(Work instructions)
Please report every line of the listing below that contains the string "green", copying each such line in full. Case counts.

(Given information)
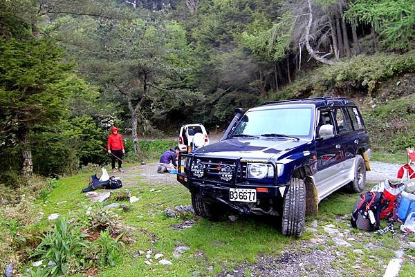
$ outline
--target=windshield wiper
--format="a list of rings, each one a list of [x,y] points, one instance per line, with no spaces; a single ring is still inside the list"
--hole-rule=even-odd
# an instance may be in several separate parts
[[[232,135],[231,136],[231,137],[256,137],[256,138],[259,138],[259,137],[258,137],[257,135],[245,135],[245,134],[236,134],[236,135]]]
[[[293,137],[292,135],[284,135],[284,134],[276,134],[276,133],[269,133],[269,134],[262,134],[261,137],[290,137],[297,140],[299,140],[299,137]]]

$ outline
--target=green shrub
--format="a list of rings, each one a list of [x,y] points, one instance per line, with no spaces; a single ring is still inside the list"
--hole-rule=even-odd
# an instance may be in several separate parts
[[[404,55],[376,54],[359,55],[334,66],[323,66],[311,72],[304,72],[290,86],[272,94],[270,98],[281,99],[322,96],[326,93],[342,95],[360,92],[374,95],[382,81],[415,72],[415,50]]]
[[[113,238],[108,231],[102,231],[100,238],[94,243],[101,248],[99,254],[99,262],[102,266],[110,265],[113,267],[117,260],[120,258],[120,248],[124,246],[120,238],[123,234],[120,234],[117,238]]]
[[[53,229],[41,238],[33,256],[44,260],[50,276],[68,276],[79,267],[82,248],[89,244],[84,239],[87,236],[78,226],[68,223],[66,217],[59,216]]]
[[[171,147],[177,146],[177,141],[174,140],[140,140],[138,142],[138,146],[141,151],[140,155],[137,157],[134,153],[133,148],[133,141],[131,139],[124,140],[124,147],[128,153],[125,160],[131,161],[142,161],[144,160],[158,160],[161,154]]]
[[[412,95],[363,113],[374,150],[396,153],[415,146],[414,103]]]

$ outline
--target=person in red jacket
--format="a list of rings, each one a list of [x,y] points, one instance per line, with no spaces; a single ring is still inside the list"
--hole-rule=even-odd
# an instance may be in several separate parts
[[[113,154],[111,156],[111,166],[113,169],[113,172],[116,172],[116,160],[118,160],[118,171],[124,172],[121,169],[122,154],[124,154],[124,143],[122,142],[122,137],[118,133],[118,128],[113,126],[111,128],[111,135],[108,137],[108,142],[107,149],[108,153]],[[114,157],[115,156],[115,157]],[[117,159],[118,158],[118,159]]]

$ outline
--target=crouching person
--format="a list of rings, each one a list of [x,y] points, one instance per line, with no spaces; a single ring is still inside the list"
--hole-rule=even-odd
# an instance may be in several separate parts
[[[160,157],[160,164],[157,168],[157,172],[164,173],[167,169],[177,169],[177,157],[180,153],[178,146],[171,148]]]

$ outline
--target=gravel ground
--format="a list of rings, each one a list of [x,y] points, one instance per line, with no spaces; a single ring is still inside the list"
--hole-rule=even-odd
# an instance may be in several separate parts
[[[141,177],[153,184],[181,185],[176,175],[169,173],[159,174],[156,172],[158,163],[125,167],[126,172],[116,173],[120,176],[125,187],[133,186],[137,183],[137,177]],[[367,173],[367,182],[374,183],[389,179],[397,180],[396,173],[400,164],[384,162],[371,162],[371,171]],[[338,218],[343,226],[349,222],[350,215]],[[340,227],[335,224],[319,226],[314,220],[307,231],[313,233],[311,238],[296,240],[287,245],[280,255],[259,255],[255,263],[244,262],[232,270],[224,270],[218,276],[244,277],[249,272],[251,277],[303,277],[303,276],[383,276],[386,262],[379,262],[378,269],[365,266],[365,262],[355,262],[350,260],[349,253],[356,251],[374,252],[375,249],[385,251],[382,240],[373,240],[369,245],[365,239],[375,236],[371,233],[355,233],[351,227]],[[190,227],[191,227],[190,225]],[[390,235],[390,234],[389,234]],[[387,235],[385,235],[387,236]],[[406,236],[398,232],[397,240],[400,240],[400,248],[406,245]],[[354,242],[358,242],[355,244]],[[346,251],[344,250],[346,249]],[[373,258],[377,258],[373,256]],[[409,256],[410,262],[413,257]],[[224,265],[226,268],[226,265]],[[357,273],[356,273],[357,272]]]

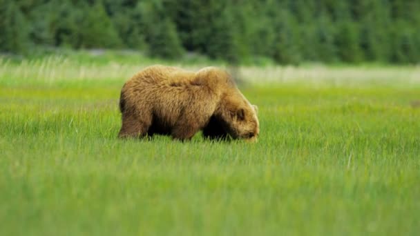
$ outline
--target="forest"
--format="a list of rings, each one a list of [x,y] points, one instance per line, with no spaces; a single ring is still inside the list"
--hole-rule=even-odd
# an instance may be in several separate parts
[[[420,1],[0,0],[0,51],[112,48],[233,63],[420,61]]]

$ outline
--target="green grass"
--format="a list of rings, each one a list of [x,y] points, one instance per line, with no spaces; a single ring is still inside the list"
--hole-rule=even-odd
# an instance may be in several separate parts
[[[0,79],[1,235],[420,232],[420,88],[403,80],[245,87],[250,144],[117,139],[126,78]]]

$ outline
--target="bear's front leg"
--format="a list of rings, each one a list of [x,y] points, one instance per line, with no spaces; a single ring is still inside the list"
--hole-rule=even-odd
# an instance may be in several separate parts
[[[228,135],[223,123],[222,121],[211,116],[207,125],[202,129],[203,137],[211,140],[227,140]]]
[[[151,124],[151,118],[146,118],[142,119],[133,114],[123,114],[122,126],[118,137],[139,138],[144,136]]]

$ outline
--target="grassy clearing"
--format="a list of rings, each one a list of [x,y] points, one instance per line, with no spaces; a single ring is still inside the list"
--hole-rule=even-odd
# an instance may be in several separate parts
[[[258,143],[182,144],[115,139],[125,77],[19,79],[8,66],[0,235],[420,231],[420,89],[403,77],[247,86]]]

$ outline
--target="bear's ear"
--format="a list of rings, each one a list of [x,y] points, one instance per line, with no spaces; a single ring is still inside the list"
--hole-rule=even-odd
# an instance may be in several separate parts
[[[255,112],[258,114],[258,107],[256,105],[252,105],[252,107],[254,107],[254,110],[255,110]]]
[[[236,111],[236,116],[238,119],[241,121],[243,121],[245,119],[245,110],[242,108],[240,108]]]

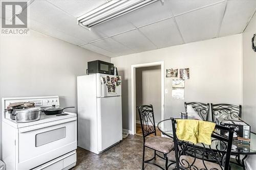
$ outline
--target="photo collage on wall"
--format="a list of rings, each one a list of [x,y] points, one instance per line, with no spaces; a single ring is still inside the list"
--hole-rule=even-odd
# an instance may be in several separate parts
[[[166,69],[166,78],[178,78],[178,69]],[[189,68],[180,68],[179,79],[173,79],[172,81],[173,99],[184,100],[185,80],[189,79]]]

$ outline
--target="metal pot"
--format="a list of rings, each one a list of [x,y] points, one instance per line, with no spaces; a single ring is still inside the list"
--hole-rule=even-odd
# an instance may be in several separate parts
[[[17,123],[27,123],[36,121],[41,117],[41,108],[34,107],[17,110],[15,112]]]
[[[75,107],[73,106],[73,107],[67,107],[63,108],[59,107],[56,107],[55,105],[52,105],[52,107],[45,109],[43,110],[42,110],[42,111],[45,112],[45,114],[46,115],[53,115],[53,114],[58,114],[62,113],[64,109],[67,108],[74,108]]]

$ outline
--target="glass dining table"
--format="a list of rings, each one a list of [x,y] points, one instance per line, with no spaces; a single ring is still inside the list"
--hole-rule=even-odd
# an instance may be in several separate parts
[[[157,127],[162,134],[173,138],[173,127],[170,118],[160,122],[157,125]],[[198,147],[200,147],[201,144],[201,143],[197,144]],[[212,143],[212,144],[214,144],[214,143]],[[249,144],[236,145],[233,142],[231,154],[236,156],[236,161],[237,162],[232,163],[242,166],[244,169],[245,169],[244,160],[248,155],[256,155],[256,134],[253,132],[250,133]]]

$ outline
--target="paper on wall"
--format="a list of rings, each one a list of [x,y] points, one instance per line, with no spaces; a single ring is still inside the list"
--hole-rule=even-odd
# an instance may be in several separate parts
[[[180,69],[180,79],[189,79],[189,68]]]
[[[178,78],[178,69],[166,69],[166,78]]]
[[[184,100],[185,80],[181,79],[173,80],[173,99]]]

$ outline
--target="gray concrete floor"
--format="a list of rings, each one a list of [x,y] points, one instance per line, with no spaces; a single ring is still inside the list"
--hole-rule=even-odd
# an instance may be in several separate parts
[[[84,169],[141,169],[143,149],[142,136],[129,135],[126,138],[104,152],[97,155],[80,148],[78,148],[77,165],[72,170]],[[145,159],[153,157],[154,151],[146,148]],[[169,159],[174,160],[174,152],[168,155]],[[165,162],[157,157],[156,162],[164,167]],[[174,168],[174,165],[169,169]],[[242,169],[232,166],[232,170]],[[145,169],[161,169],[145,163]]]

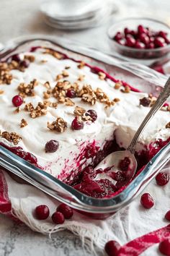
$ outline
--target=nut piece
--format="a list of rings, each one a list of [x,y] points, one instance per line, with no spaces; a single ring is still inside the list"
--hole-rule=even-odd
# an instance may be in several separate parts
[[[21,128],[23,128],[24,127],[26,127],[27,125],[27,122],[25,119],[22,119],[22,121],[21,121],[21,123],[20,123],[20,127]]]
[[[86,112],[86,109],[84,109],[84,108],[81,108],[81,107],[79,107],[79,106],[76,106],[75,107],[73,114],[74,114],[76,116],[83,116],[85,112]]]
[[[106,74],[104,74],[104,72],[99,72],[98,74],[101,80],[104,80],[104,79],[106,78]]]
[[[65,98],[65,104],[66,106],[74,106],[75,103],[69,98]]]
[[[17,132],[0,132],[0,136],[14,145],[17,145],[22,140],[22,137]]]
[[[26,96],[35,96],[35,87],[37,85],[37,81],[36,79],[34,79],[29,84],[24,82],[21,82],[18,86],[18,90],[19,91],[19,95],[22,98]]]
[[[63,132],[67,129],[67,122],[61,117],[58,117],[56,121],[51,124],[48,122],[48,128],[52,130],[56,130],[58,132]]]
[[[170,128],[170,121],[166,124],[165,128]]]

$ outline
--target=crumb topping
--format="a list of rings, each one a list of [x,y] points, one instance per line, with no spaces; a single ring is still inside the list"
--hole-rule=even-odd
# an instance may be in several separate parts
[[[67,122],[61,117],[58,117],[56,121],[51,124],[48,122],[48,128],[51,130],[56,130],[58,132],[63,132],[67,129]]]
[[[6,131],[1,132],[0,131],[0,136],[15,145],[22,140],[22,137],[17,132],[9,132]]]
[[[86,112],[86,109],[84,109],[84,108],[81,108],[79,106],[76,106],[75,107],[75,109],[73,111],[73,113],[76,116],[83,116],[85,112]]]
[[[35,87],[37,85],[37,81],[36,79],[34,79],[29,84],[24,82],[21,82],[18,86],[18,90],[19,91],[19,95],[22,98],[26,96],[35,96]]]

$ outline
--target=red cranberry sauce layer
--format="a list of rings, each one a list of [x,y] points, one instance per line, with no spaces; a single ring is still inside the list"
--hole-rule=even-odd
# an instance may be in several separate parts
[[[36,51],[37,48],[33,48],[31,51]],[[80,62],[79,61],[75,61],[73,59],[68,58],[68,56],[65,54],[61,54],[63,55],[63,59],[70,59],[74,61]],[[98,74],[99,72],[102,72],[106,74],[106,78],[108,78],[114,81],[115,82],[119,81],[98,67],[91,67],[87,64],[85,64],[85,65],[89,67],[92,72]],[[121,82],[123,86],[125,87],[128,85],[126,82],[123,81]],[[130,89],[133,91],[139,92],[138,90],[132,87],[130,87]],[[96,116],[94,116],[93,114],[94,121],[95,121],[95,118]],[[76,126],[74,126],[74,129],[75,127],[76,128]],[[155,155],[155,154],[161,148],[163,148],[169,142],[169,140],[164,142],[161,140],[159,140],[156,141],[154,144],[150,145],[148,150],[143,150],[140,152],[140,154],[136,154],[138,173],[140,172],[140,170],[141,170],[144,167],[144,166],[148,162],[148,161],[153,155]],[[0,145],[11,150],[12,153],[19,155],[22,158],[29,161],[30,163],[35,165],[35,166],[43,169],[42,167],[38,165],[37,158],[31,153],[24,151],[21,147],[9,147],[9,145],[4,145],[2,142],[0,142]],[[46,148],[49,151],[49,145],[46,145]],[[94,167],[97,166],[97,165],[108,154],[119,150],[121,148],[120,148],[120,147],[117,145],[115,140],[107,141],[102,150],[99,147],[97,147],[94,142],[89,143],[84,148],[84,150],[80,153],[80,155],[79,156],[78,160],[80,162],[80,161],[82,159],[84,159],[84,161],[90,159],[90,165],[86,166],[86,168],[83,168],[82,164],[81,165],[79,164],[79,163],[77,163],[77,169],[73,170],[71,172],[70,175],[67,176],[63,180],[63,182],[89,196],[102,198],[113,195],[115,193],[117,193],[119,189],[122,189],[122,187],[126,183],[126,176],[125,175],[125,173],[126,173],[126,171],[125,171],[125,170],[126,170],[126,164],[128,164],[128,161],[126,159],[125,162],[122,163],[122,171],[115,174],[115,176],[112,177],[116,182],[115,185],[112,184],[111,182],[109,182],[108,179],[100,179],[94,181],[94,178],[98,174],[101,172],[107,173],[108,171],[110,170],[110,168],[106,168],[104,170],[98,169],[94,171]],[[50,148],[50,151],[51,152]]]

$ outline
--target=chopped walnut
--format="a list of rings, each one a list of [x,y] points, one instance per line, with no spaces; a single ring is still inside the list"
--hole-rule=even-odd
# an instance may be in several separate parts
[[[35,96],[35,87],[37,85],[37,81],[34,79],[29,84],[21,82],[18,86],[18,90],[19,91],[19,95],[22,98],[26,96]]]
[[[115,89],[118,90],[122,86],[121,82],[117,82],[115,85]]]
[[[91,85],[84,85],[82,89],[79,90],[78,96],[81,98],[81,100],[88,102],[91,105],[94,105],[97,101],[97,96]]]
[[[65,104],[66,106],[74,106],[74,102],[72,101],[69,98],[65,98]]]
[[[104,72],[99,72],[98,73],[98,75],[101,80],[104,80],[104,79],[106,78],[106,74],[104,74]]]
[[[81,61],[78,65],[77,67],[80,69],[83,69],[86,66],[86,64],[84,61]]]
[[[58,117],[56,121],[51,124],[48,122],[48,128],[52,130],[56,130],[58,132],[63,132],[67,129],[67,122],[61,117]]]
[[[24,127],[26,127],[27,125],[27,122],[25,119],[22,119],[22,121],[21,121],[21,123],[20,123],[20,127],[21,128],[23,128]]]
[[[166,124],[165,126],[166,128],[170,128],[170,121]]]
[[[30,61],[30,62],[34,62],[34,61],[35,61],[35,56],[34,56],[34,55],[24,55],[24,59],[27,59],[27,60],[29,60],[29,61]]]
[[[76,106],[75,107],[73,113],[75,114],[76,116],[83,116],[84,113],[86,113],[86,109],[79,107],[79,106]]]
[[[22,137],[17,132],[3,132],[0,133],[2,138],[8,140],[9,142],[12,142],[14,145],[17,145]]]
[[[48,81],[45,82],[44,83],[44,86],[47,88],[47,89],[50,89],[50,82]]]
[[[124,93],[128,93],[130,92],[130,88],[126,85],[124,89],[121,89],[120,91]]]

(Answer to this task)
--target=green shrub
--target="green grass"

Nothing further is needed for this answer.